Satã: o renegado da História
Breves considerações sobre esta personagem bíblica


 

Em Ímpio – o evangelho de um ateu (2011), de Fábio Marton, o narrador nos conta sobre o que costuma acontecer ao final de um culto evangélico. Após o pastor anunciar “aceitem Jesus em seu coração”,

“Era nessa hora que podia acontecer o exorcismo de um dos crentes com problemas ou caso algum dos recém-convertidos trouxesse da rua um demônio avulso que precisasse ser removido antes de começar sua nova vida. Neste dia, e em todos, meu pai e minha mãe não foram à frente. Quanto aos demônios, como falei, meu avô não era muito dado a exorcismos, e parece que os demônios respeitavam sua inclinação”.
(p. 24)


Mais adiante, o narrador nos relata que o mundo dos crentes é repleto de emoções. Eles vivem num mundo em que Deus atua constantemente, mas ele não está sozinho; também o Diabo, seu adversário, costuma dar o ar de sua graça. Segundo o narrador, os crentes vivem num mundo “em que Deus e o Diabo nos falam por nossos próprios pensamentos, que, assim, nunca são nossos” (p. 26). Não é novidade que, no mundo dos neopentecostais, Deus e o Diabo estão numa batalha cósmica eterna. Nesse universo, as forças do mal exercem influência direta na vida dos crentes e as sessões de exorcismos, bastante teatralizadas, são frequentes.
Neste texto, eu me ocuparei com as formas como a personagem satã foi representada no Antigo e no Novo Testamento. A questão básica sobre a qual assentam minhas reflexões é: O que a Bíblia tem a nos dizer sobre anjos, demônios e satã? No imaginário popular, ainda hoje, demônios e satã (ou Satanás) são seres malignos capazes de possuir pessoas e prejudicá-las. Muitos, ainda hoje, evitam pronunciar essas palavras. Essa crença encontra abrigo na Bíblia ou foi construída pelo pensamento cristão no período pós-Bíblico? Este texto é destinado a contar um pouco sobre a história que está na origem da crença em satã como um opositor de Deus.
A crença na existência de forças ou espíritos malignos é comum a muitas tradições religiosas. Embora este texto não seja destinado ao tratamento das representações de forças malignas nas mais diversas tradições religiosas, vale referir aqui alguns exemplos dessas representações em algumas tradições religiosas.

**DADOS FORNECIDOS**
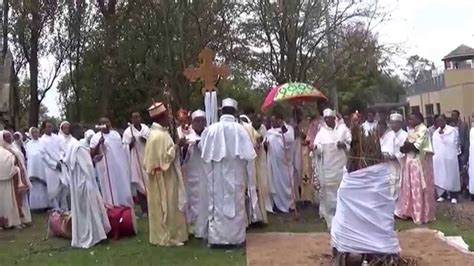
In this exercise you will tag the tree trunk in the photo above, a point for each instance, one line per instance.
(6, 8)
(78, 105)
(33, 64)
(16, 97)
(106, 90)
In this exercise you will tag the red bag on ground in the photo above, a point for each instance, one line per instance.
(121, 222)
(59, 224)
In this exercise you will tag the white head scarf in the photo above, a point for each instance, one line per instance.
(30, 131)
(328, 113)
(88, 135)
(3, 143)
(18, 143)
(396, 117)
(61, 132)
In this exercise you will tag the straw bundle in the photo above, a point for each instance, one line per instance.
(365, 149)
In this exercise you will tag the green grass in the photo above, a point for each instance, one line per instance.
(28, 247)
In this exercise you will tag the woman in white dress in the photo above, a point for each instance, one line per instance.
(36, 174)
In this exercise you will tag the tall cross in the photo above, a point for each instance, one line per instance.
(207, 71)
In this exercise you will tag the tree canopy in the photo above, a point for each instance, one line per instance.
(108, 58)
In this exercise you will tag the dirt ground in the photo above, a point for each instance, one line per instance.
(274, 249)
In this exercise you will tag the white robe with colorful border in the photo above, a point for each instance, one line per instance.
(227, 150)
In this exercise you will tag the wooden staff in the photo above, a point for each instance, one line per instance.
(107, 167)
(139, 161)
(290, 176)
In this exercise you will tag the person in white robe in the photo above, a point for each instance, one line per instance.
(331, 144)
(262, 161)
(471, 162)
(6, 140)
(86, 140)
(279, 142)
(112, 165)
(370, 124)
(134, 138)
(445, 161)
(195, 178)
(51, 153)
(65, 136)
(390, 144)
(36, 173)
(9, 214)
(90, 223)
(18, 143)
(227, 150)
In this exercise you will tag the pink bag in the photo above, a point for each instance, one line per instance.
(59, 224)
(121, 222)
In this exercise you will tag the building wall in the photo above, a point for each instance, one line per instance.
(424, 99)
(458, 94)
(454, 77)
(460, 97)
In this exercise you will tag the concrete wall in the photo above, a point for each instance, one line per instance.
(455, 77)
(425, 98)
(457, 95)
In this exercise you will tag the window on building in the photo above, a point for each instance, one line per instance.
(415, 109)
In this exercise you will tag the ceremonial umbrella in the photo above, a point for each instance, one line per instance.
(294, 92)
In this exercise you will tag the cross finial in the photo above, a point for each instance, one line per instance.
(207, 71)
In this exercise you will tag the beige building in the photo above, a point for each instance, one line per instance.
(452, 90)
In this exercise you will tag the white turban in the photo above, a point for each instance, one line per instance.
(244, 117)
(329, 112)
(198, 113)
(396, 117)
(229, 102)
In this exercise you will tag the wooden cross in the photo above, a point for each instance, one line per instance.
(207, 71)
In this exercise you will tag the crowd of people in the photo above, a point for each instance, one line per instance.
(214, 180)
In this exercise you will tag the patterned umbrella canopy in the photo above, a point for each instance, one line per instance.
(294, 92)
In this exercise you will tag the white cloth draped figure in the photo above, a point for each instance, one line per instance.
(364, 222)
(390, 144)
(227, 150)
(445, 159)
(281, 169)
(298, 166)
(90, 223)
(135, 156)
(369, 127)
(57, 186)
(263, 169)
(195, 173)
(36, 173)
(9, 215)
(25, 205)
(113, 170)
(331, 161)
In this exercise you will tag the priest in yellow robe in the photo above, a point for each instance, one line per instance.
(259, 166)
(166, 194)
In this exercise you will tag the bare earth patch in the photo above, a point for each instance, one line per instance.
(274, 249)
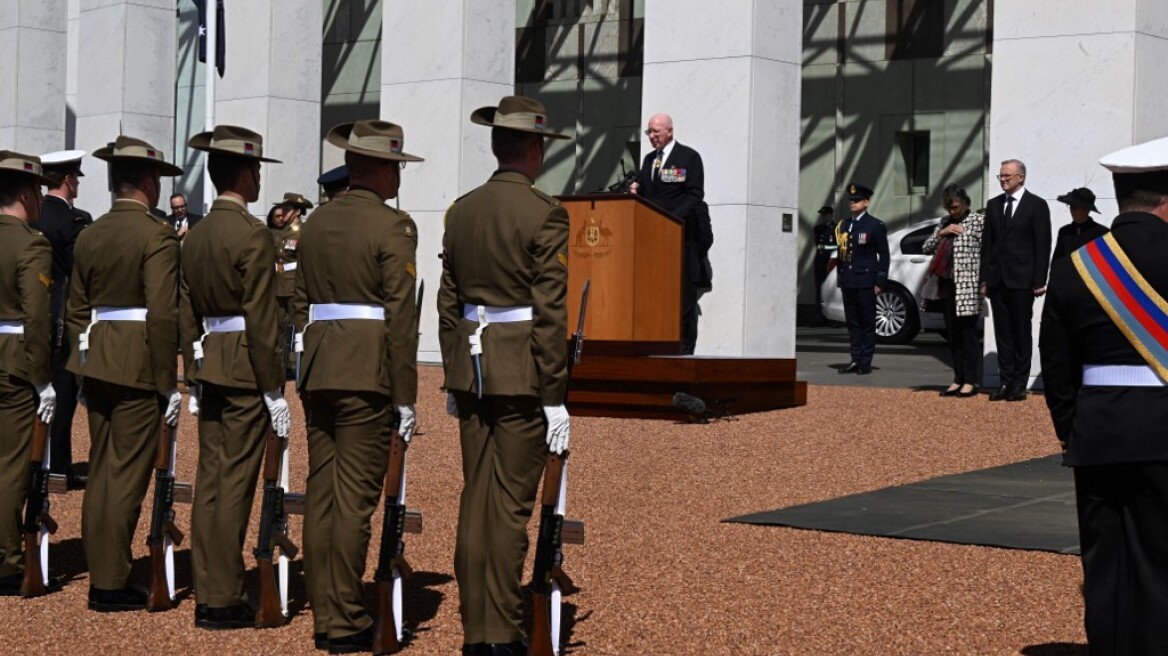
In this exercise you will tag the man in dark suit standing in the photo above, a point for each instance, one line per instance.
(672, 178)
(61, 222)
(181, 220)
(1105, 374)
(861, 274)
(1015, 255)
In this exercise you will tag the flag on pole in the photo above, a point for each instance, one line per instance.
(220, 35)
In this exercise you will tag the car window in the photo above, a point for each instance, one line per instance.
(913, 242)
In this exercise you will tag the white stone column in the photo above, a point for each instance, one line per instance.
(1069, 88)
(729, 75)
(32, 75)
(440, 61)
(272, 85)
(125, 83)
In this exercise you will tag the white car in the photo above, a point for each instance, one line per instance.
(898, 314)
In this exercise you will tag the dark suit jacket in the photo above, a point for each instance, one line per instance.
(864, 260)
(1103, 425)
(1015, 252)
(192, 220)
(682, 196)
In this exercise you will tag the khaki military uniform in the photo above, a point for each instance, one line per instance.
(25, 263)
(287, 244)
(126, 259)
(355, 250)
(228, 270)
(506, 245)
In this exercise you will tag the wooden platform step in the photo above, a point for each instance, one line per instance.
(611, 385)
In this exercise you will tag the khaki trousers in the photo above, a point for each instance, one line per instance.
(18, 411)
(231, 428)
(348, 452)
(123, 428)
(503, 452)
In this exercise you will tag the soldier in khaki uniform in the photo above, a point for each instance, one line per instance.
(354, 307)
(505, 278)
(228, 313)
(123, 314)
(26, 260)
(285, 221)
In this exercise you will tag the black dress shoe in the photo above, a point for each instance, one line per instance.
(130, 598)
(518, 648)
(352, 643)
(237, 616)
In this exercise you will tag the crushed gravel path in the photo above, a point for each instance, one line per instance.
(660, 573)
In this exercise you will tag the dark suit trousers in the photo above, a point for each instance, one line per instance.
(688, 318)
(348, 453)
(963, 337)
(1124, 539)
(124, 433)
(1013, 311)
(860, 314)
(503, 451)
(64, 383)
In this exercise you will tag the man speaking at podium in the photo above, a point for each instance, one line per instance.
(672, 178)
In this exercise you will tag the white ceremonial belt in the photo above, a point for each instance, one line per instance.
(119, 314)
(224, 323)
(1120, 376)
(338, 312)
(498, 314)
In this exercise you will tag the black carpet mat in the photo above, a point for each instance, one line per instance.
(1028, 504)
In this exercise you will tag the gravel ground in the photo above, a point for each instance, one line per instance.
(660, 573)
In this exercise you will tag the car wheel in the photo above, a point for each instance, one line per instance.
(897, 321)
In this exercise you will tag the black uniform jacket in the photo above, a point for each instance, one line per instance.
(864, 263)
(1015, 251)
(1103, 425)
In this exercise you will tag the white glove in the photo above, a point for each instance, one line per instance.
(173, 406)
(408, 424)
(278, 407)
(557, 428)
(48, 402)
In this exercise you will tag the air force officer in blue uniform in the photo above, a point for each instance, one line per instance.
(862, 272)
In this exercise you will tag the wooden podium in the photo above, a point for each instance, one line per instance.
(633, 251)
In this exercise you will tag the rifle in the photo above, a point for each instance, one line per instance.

**EXERCÍCIOS PROPOSTOS**
(A) Qual livro de Fábio Marton, e de que ano, é citado no início do texto sobre satã?
(B) Na questão básica que o texto sobre satã propõe, liste todos os seres sobre os quais se pergunta o que a Bíblia tem a nos dizer.
Os dados não são necessários para realizar as tarefas.

**RESPOSTAS**
(A) Ímpio – o evangelho de um ateu, de 2011.

(B) Anjos, demônios e satã.